Lay out the stretch of the records from the line containing "Each instance of the green grass" through the end of the records as a Markdown table with the columns Row and Entry. Number each line in Row, put the line itself in Entry, and omit blank lines.

## START Given information

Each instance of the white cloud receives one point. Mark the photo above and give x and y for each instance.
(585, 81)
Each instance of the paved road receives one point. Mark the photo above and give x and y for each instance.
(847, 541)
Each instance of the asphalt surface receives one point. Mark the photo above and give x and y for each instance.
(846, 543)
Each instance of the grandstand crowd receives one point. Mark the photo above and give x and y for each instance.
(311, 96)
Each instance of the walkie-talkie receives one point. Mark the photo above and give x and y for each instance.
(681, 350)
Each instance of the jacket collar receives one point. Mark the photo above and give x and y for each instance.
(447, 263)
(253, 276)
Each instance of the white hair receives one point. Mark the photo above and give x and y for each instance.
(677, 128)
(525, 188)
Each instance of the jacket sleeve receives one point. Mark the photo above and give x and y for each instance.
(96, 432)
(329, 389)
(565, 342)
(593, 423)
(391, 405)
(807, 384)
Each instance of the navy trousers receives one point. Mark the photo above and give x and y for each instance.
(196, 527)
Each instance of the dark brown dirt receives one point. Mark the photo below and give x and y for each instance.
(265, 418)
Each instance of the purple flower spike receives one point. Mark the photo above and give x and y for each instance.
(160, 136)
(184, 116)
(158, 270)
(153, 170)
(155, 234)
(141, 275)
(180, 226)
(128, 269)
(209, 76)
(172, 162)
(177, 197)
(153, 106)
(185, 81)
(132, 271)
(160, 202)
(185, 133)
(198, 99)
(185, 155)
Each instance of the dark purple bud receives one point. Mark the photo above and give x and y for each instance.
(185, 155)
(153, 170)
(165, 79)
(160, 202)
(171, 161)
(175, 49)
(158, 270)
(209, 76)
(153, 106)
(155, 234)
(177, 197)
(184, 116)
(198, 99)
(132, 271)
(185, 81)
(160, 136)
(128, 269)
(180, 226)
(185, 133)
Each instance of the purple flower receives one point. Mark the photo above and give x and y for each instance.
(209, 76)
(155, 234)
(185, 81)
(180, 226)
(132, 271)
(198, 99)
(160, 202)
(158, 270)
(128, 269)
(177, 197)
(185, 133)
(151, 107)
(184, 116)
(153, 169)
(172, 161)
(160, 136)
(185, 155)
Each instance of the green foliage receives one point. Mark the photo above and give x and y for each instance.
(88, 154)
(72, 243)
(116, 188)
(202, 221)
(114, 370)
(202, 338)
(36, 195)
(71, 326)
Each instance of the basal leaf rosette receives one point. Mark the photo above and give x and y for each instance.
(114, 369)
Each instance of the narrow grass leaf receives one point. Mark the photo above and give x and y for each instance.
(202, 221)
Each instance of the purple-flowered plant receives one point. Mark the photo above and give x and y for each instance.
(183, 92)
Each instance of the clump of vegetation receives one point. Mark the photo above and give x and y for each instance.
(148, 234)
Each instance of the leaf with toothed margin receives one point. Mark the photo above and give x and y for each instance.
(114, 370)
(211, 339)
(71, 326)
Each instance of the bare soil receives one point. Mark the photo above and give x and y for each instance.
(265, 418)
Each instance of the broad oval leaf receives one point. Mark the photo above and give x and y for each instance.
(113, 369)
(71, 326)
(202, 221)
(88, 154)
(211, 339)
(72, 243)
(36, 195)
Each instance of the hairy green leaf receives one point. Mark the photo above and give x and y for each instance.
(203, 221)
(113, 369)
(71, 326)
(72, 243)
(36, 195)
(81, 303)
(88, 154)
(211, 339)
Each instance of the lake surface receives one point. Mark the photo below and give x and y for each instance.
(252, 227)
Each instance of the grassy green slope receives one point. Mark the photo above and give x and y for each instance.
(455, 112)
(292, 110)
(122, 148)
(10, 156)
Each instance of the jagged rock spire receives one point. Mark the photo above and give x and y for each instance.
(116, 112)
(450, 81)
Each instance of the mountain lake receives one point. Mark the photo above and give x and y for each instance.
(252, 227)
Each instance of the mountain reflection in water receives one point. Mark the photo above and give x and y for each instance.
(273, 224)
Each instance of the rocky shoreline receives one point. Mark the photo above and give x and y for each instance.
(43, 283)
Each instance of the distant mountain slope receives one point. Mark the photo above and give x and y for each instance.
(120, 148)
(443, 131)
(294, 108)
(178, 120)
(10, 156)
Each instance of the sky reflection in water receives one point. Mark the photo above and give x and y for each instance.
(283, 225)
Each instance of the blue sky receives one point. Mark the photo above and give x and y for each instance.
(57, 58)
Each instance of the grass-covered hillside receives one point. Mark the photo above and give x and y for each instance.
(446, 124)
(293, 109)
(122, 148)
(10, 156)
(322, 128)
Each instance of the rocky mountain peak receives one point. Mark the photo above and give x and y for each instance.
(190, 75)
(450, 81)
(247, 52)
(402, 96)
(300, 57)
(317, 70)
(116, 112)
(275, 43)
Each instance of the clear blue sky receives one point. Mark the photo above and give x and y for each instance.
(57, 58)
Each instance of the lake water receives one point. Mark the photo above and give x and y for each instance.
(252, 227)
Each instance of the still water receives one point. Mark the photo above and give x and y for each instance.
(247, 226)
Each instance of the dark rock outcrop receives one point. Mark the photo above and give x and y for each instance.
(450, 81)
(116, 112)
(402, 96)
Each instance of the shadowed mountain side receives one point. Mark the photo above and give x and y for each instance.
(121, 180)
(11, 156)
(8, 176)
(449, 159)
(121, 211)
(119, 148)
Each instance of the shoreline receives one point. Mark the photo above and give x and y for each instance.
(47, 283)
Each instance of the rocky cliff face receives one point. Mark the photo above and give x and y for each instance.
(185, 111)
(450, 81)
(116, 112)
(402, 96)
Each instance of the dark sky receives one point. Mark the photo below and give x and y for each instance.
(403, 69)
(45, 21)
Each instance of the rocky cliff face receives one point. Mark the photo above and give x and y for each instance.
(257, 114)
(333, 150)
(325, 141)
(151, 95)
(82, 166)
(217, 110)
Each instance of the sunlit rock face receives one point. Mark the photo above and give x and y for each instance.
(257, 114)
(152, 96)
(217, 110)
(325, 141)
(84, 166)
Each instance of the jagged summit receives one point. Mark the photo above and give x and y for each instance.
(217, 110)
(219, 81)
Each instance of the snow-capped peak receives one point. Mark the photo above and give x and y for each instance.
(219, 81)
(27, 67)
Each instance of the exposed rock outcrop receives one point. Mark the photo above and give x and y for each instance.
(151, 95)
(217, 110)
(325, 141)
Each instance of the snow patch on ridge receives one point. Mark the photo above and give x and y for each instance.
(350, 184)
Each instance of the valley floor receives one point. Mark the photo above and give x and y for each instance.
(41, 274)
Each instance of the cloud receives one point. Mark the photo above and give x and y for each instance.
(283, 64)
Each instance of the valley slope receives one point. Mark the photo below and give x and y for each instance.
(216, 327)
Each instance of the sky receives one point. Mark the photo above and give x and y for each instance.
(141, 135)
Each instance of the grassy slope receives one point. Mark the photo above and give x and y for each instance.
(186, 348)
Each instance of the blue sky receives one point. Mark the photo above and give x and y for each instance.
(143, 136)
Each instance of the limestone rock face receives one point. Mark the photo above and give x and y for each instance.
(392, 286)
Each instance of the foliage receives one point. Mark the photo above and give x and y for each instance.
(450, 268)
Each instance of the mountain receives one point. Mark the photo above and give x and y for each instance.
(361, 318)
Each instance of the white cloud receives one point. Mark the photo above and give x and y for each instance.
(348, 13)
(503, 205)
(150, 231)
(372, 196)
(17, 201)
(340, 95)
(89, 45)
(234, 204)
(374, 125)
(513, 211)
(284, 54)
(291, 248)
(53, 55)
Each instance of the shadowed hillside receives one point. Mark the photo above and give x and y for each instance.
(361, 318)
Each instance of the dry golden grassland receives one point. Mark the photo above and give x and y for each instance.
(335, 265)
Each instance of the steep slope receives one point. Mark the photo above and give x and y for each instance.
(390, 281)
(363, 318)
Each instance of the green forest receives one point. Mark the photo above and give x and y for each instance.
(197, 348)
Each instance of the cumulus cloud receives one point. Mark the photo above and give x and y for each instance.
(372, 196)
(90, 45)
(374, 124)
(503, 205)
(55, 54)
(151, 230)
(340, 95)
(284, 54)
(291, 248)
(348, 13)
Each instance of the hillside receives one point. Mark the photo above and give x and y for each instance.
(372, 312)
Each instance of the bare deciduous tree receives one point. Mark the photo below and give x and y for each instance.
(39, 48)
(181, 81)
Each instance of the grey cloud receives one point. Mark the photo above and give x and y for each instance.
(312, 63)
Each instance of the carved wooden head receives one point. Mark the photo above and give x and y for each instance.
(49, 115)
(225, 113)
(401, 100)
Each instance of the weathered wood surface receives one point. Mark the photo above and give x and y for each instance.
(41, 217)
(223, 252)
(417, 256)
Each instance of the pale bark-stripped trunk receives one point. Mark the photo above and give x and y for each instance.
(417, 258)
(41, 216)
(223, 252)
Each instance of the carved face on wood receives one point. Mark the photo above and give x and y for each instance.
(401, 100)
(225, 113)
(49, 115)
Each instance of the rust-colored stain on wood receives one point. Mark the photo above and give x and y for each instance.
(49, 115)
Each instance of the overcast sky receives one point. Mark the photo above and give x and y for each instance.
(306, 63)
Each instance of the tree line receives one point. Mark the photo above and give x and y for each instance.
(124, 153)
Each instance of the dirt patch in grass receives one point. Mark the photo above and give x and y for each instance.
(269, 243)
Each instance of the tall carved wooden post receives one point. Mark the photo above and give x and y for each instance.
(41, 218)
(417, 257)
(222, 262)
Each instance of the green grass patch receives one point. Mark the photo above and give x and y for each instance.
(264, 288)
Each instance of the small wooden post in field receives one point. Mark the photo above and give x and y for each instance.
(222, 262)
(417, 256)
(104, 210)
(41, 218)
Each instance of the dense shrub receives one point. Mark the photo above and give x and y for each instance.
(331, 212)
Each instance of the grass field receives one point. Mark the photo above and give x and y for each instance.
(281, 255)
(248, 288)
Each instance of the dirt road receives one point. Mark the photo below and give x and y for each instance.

## END Given information

• Result of this task
| Row | Entry |
|---|---|
| 1 | Each instance of the green grass patch receives one point. Mark the photo above and give x and y for each instance. |
| 2 | (264, 288) |
| 3 | Each instance of the small wooden post in field receives one point. Mark the photo above and give x and y for each instance. |
| 4 | (222, 262) |
| 5 | (417, 256) |
| 6 | (104, 210) |
| 7 | (41, 218) |
| 8 | Each instance of the dense shrub receives one point. Mark the photo above and give x and y for each instance. |
| 9 | (331, 212) |
| 10 | Each instance of the grass field receives one point. Mark the photo above and give x and y for each instance. |
| 11 | (281, 255) |
| 12 | (248, 288) |
| 13 | Each instance of the dirt road receives one point. Mark the photo below and give x and y for each instance. |